(Records from a dataset)
= = = = =

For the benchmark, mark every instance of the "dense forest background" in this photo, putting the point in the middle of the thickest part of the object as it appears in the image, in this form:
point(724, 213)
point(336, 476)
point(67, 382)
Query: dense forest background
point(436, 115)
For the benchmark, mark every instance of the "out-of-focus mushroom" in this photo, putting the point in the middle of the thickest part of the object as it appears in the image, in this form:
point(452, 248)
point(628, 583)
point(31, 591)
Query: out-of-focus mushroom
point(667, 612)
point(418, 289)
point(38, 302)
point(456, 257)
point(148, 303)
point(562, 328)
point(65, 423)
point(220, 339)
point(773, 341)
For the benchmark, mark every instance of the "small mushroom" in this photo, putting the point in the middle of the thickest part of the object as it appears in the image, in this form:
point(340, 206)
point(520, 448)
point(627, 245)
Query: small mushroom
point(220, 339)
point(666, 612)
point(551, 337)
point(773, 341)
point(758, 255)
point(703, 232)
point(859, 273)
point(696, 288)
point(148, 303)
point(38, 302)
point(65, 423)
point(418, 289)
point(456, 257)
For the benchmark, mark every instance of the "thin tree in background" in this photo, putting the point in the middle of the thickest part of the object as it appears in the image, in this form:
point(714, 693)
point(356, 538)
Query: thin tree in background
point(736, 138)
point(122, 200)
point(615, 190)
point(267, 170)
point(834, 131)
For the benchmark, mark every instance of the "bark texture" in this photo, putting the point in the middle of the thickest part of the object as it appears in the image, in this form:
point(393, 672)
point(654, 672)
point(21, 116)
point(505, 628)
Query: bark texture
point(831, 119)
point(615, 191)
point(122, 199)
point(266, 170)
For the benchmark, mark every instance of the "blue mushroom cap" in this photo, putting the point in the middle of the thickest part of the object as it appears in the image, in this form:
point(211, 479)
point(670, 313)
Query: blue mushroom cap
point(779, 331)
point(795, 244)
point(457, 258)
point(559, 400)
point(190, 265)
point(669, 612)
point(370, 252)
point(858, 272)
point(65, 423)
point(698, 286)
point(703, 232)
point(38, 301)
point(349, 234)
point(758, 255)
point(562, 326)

= = = = =

§ **The problem**
Write out every line of the data above again, reproducing each one verbatim.

§ **Task response**
For the benchmark, mark every instance of the "dense forest background" in this photo, putting the point in the middle of the thickest part of the object as it appears in the image, in this form:
point(724, 213)
point(336, 476)
point(67, 382)
Query: dense forest background
point(436, 115)
For the benchmark, mark every instance of the "out-of-focus mushroom" in this photo, putting the point in the middle of the thickest part of the object as it appears in the image, in this form:
point(452, 248)
point(628, 583)
point(31, 591)
Query: out-of-focus mushroom
point(667, 612)
point(418, 289)
point(38, 302)
point(456, 257)
point(148, 303)
point(562, 328)
point(65, 423)
point(220, 339)
point(773, 341)
For the benchmark, mark every instance of the "small mushroom" in this photo, putting the point in the middle of the thickest part of the object as it appears in the image, in this form:
point(340, 206)
point(520, 448)
point(627, 245)
Query: small mushroom
point(220, 339)
point(666, 612)
point(551, 337)
point(773, 341)
point(758, 255)
point(703, 232)
point(859, 273)
point(696, 288)
point(148, 303)
point(38, 302)
point(65, 423)
point(418, 289)
point(456, 257)
For the benchmark, mark every instance of the "thin tree in background" in this photo, putting the point in the middle of the thickest part of the object as it appears in the image, in this form:
point(714, 693)
point(356, 538)
Query: thin tree in background
point(736, 138)
point(122, 200)
point(615, 190)
point(267, 170)
point(834, 131)
For the benchmark, mark every instance of the "bark texture" in this photo, putting the point in the middle of the thickest part of the object as it appears in the image, in this form:
point(393, 672)
point(654, 672)
point(21, 116)
point(505, 628)
Query: bark texture
point(831, 119)
point(615, 191)
point(122, 199)
point(266, 170)
For the benchmark, mark every instance of the "blue mushroom cap" in this photo, putting the point in the middle of the thickest part of the object as it appears in the image, in this form:
point(211, 479)
point(670, 313)
Query: blue mushroom cap
point(779, 331)
point(795, 244)
point(457, 258)
point(559, 400)
point(190, 265)
point(669, 612)
point(370, 252)
point(858, 272)
point(65, 423)
point(698, 286)
point(703, 232)
point(38, 301)
point(349, 234)
point(758, 255)
point(562, 326)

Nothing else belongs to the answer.